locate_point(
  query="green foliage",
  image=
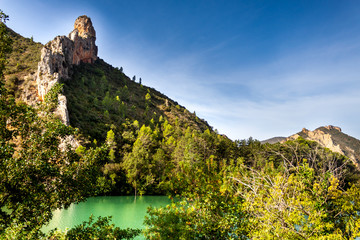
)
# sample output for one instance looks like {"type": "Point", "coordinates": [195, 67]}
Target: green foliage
{"type": "Point", "coordinates": [21, 61]}
{"type": "Point", "coordinates": [38, 176]}
{"type": "Point", "coordinates": [100, 229]}
{"type": "Point", "coordinates": [295, 198]}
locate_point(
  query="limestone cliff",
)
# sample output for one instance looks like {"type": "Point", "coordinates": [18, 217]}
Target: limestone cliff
{"type": "Point", "coordinates": [333, 138]}
{"type": "Point", "coordinates": [59, 55]}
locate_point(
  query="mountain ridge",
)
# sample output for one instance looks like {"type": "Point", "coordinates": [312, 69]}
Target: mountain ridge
{"type": "Point", "coordinates": [330, 137]}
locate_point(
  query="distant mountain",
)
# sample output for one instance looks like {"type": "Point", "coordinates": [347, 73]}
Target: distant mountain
{"type": "Point", "coordinates": [333, 138]}
{"type": "Point", "coordinates": [273, 140]}
{"type": "Point", "coordinates": [96, 96]}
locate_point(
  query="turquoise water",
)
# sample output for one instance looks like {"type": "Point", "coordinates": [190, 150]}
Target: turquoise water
{"type": "Point", "coordinates": [126, 211]}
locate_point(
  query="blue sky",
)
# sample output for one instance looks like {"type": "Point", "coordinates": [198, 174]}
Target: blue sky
{"type": "Point", "coordinates": [250, 68]}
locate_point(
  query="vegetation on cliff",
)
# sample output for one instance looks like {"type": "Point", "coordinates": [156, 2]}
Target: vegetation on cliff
{"type": "Point", "coordinates": [136, 140]}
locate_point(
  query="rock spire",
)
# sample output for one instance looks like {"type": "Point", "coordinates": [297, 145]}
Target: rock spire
{"type": "Point", "coordinates": [59, 55]}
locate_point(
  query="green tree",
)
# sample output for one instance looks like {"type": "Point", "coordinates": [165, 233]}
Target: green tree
{"type": "Point", "coordinates": [138, 164]}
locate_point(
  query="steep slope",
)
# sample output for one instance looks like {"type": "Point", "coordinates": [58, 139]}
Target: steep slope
{"type": "Point", "coordinates": [20, 72]}
{"type": "Point", "coordinates": [273, 140]}
{"type": "Point", "coordinates": [151, 139]}
{"type": "Point", "coordinates": [100, 96]}
{"type": "Point", "coordinates": [333, 138]}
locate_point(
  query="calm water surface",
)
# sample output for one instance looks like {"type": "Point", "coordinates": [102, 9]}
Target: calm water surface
{"type": "Point", "coordinates": [126, 211]}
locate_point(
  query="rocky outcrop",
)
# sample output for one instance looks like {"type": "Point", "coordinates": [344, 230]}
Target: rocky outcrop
{"type": "Point", "coordinates": [324, 139]}
{"type": "Point", "coordinates": [59, 55]}
{"type": "Point", "coordinates": [331, 127]}
{"type": "Point", "coordinates": [332, 138]}
{"type": "Point", "coordinates": [84, 37]}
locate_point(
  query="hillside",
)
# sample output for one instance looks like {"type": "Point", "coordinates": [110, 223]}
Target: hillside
{"type": "Point", "coordinates": [333, 138]}
{"type": "Point", "coordinates": [99, 95]}
{"type": "Point", "coordinates": [150, 136]}
{"type": "Point", "coordinates": [22, 66]}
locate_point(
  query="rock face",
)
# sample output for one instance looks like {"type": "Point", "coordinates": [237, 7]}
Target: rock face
{"type": "Point", "coordinates": [331, 137]}
{"type": "Point", "coordinates": [84, 37]}
{"type": "Point", "coordinates": [59, 55]}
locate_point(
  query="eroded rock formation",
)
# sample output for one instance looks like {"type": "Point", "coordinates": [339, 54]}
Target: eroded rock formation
{"type": "Point", "coordinates": [84, 37]}
{"type": "Point", "coordinates": [59, 55]}
{"type": "Point", "coordinates": [326, 139]}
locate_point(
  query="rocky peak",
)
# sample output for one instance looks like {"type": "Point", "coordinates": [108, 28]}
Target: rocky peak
{"type": "Point", "coordinates": [331, 127]}
{"type": "Point", "coordinates": [336, 142]}
{"type": "Point", "coordinates": [59, 55]}
{"type": "Point", "coordinates": [84, 37]}
{"type": "Point", "coordinates": [84, 27]}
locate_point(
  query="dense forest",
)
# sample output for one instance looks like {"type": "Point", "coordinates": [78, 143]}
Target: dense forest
{"type": "Point", "coordinates": [134, 140]}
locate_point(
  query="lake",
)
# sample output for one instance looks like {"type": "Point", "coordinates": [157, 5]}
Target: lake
{"type": "Point", "coordinates": [126, 211]}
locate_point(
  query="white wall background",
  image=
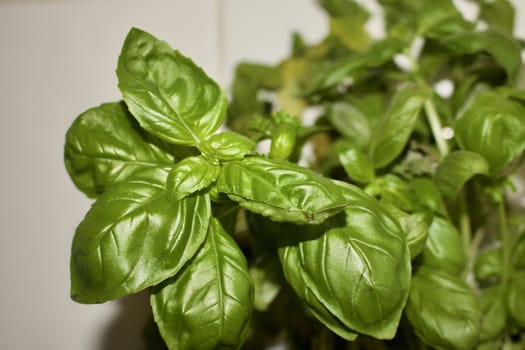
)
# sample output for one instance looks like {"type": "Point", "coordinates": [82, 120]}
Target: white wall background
{"type": "Point", "coordinates": [57, 58]}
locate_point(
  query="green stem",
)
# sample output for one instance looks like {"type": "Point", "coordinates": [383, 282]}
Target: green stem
{"type": "Point", "coordinates": [435, 126]}
{"type": "Point", "coordinates": [464, 224]}
{"type": "Point", "coordinates": [505, 243]}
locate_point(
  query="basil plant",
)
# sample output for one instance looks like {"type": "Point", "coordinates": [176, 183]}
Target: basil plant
{"type": "Point", "coordinates": [398, 230]}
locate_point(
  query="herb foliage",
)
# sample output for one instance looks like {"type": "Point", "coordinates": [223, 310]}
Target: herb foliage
{"type": "Point", "coordinates": [399, 234]}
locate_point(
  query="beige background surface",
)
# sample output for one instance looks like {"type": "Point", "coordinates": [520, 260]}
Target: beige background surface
{"type": "Point", "coordinates": [57, 58]}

───

Your goal: An answer that restates all the entries exactly and drops the images is what is needed.

Task answer:
locate_point(
  query="green foliage",
  image=
)
# sample output for one instance looks like {"type": "Point", "coordinates": [195, 67]}
Target: green foliage
{"type": "Point", "coordinates": [21, 61]}
{"type": "Point", "coordinates": [38, 176]}
{"type": "Point", "coordinates": [100, 229]}
{"type": "Point", "coordinates": [295, 198]}
locate_point(
  query="limestone cliff",
)
# sample output for one instance looks like {"type": "Point", "coordinates": [18, 217]}
Target: limestone cliff
{"type": "Point", "coordinates": [333, 138]}
{"type": "Point", "coordinates": [59, 55]}
locate_point(
  query="mountain ridge",
)
# sample output for one instance looks like {"type": "Point", "coordinates": [312, 69]}
Target: mountain ridge
{"type": "Point", "coordinates": [330, 137]}
locate_point(
  query="distant mountain",
)
# sample output for one instance looks like {"type": "Point", "coordinates": [347, 73]}
Target: distant mountain
{"type": "Point", "coordinates": [333, 138]}
{"type": "Point", "coordinates": [273, 140]}
{"type": "Point", "coordinates": [96, 96]}
locate_point(
  query="turquoise water",
)
# sample output for one instance looks like {"type": "Point", "coordinates": [190, 150]}
Target: turquoise water
{"type": "Point", "coordinates": [126, 211]}
locate_point(
  query="blue sky",
)
# sample output for one instance looks like {"type": "Point", "coordinates": [198, 174]}
Target: blue sky
{"type": "Point", "coordinates": [250, 68]}
locate_point(
  query="vegetation on cliff",
)
# sample output for one instance looks like {"type": "Point", "coordinates": [156, 2]}
Target: vegetation on cliff
{"type": "Point", "coordinates": [136, 140]}
locate_point(
  query="rock spire",
)
# sample output for one instance looks like {"type": "Point", "coordinates": [297, 145]}
Target: rock spire
{"type": "Point", "coordinates": [59, 55]}
locate_point(
  query="green tree",
)
# sample output for one instance looks like {"type": "Point", "coordinates": [165, 233]}
Target: green tree
{"type": "Point", "coordinates": [138, 164]}
locate_point(
  query="steep slope",
)
# sample output for one instance looks like {"type": "Point", "coordinates": [58, 139]}
Target: steep slope
{"type": "Point", "coordinates": [20, 72]}
{"type": "Point", "coordinates": [273, 140]}
{"type": "Point", "coordinates": [151, 139]}
{"type": "Point", "coordinates": [100, 96]}
{"type": "Point", "coordinates": [333, 138]}
locate_point(
  query="calm water surface",
)
# sample output for one instance looks like {"type": "Point", "coordinates": [102, 9]}
Target: calm water surface
{"type": "Point", "coordinates": [126, 211]}
locate_point(
  query="rocky outcrop",
)
# sample output for one instance looks like {"type": "Point", "coordinates": [344, 230]}
Target: rocky outcrop
{"type": "Point", "coordinates": [324, 139]}
{"type": "Point", "coordinates": [59, 55]}
{"type": "Point", "coordinates": [331, 127]}
{"type": "Point", "coordinates": [332, 138]}
{"type": "Point", "coordinates": [84, 37]}
locate_point(
  query="hillside",
)
# sample output for one instance looks like {"type": "Point", "coordinates": [110, 223]}
Target: hillside
{"type": "Point", "coordinates": [333, 138]}
{"type": "Point", "coordinates": [99, 95]}
{"type": "Point", "coordinates": [150, 136]}
{"type": "Point", "coordinates": [22, 66]}
locate_point(
  query="rock face",
)
# sample output for one instance looks like {"type": "Point", "coordinates": [237, 7]}
Target: rock face
{"type": "Point", "coordinates": [331, 137]}
{"type": "Point", "coordinates": [84, 37]}
{"type": "Point", "coordinates": [59, 55]}
locate_point(
  query="eroded rock formation",
)
# sample output for one instance looks like {"type": "Point", "coordinates": [339, 54]}
Target: eroded rock formation
{"type": "Point", "coordinates": [84, 37]}
{"type": "Point", "coordinates": [59, 55]}
{"type": "Point", "coordinates": [326, 139]}
locate_point(
  query="rocky peak",
)
# sample output for one instance looks like {"type": "Point", "coordinates": [108, 28]}
Target: rocky peak
{"type": "Point", "coordinates": [331, 127]}
{"type": "Point", "coordinates": [336, 142]}
{"type": "Point", "coordinates": [59, 55]}
{"type": "Point", "coordinates": [84, 37]}
{"type": "Point", "coordinates": [84, 27]}
locate_point(
  query="dense forest",
)
# sample output for one instance looks like {"type": "Point", "coordinates": [78, 143]}
Target: dense forest
{"type": "Point", "coordinates": [134, 140]}
locate_point(
  query="lake",
)
# sample output for one instance looks like {"type": "Point", "coordinates": [157, 5]}
Target: lake
{"type": "Point", "coordinates": [126, 211]}
locate_point(
  query="white wall background",
  image=
)
# sample output for one instance looks like {"type": "Point", "coordinates": [82, 120]}
Target: white wall background
{"type": "Point", "coordinates": [57, 58]}
locate_point(
  query="green stem",
)
# sample output for one instance looks like {"type": "Point", "coordinates": [383, 282]}
Target: green stem
{"type": "Point", "coordinates": [435, 126]}
{"type": "Point", "coordinates": [464, 224]}
{"type": "Point", "coordinates": [505, 243]}
locate_point(
  query="basil plant",
)
# sample output for one instance looks like {"type": "Point", "coordinates": [176, 183]}
Target: basil plant
{"type": "Point", "coordinates": [398, 230]}
locate_point(
  query="herb foliage",
)
# sample output for one instance looks like {"type": "Point", "coordinates": [223, 310]}
Target: herb foliage
{"type": "Point", "coordinates": [399, 234]}
locate_point(
  query="beige background surface",
)
# sample output for one instance looks like {"type": "Point", "coordinates": [520, 260]}
Target: beige background surface
{"type": "Point", "coordinates": [57, 58]}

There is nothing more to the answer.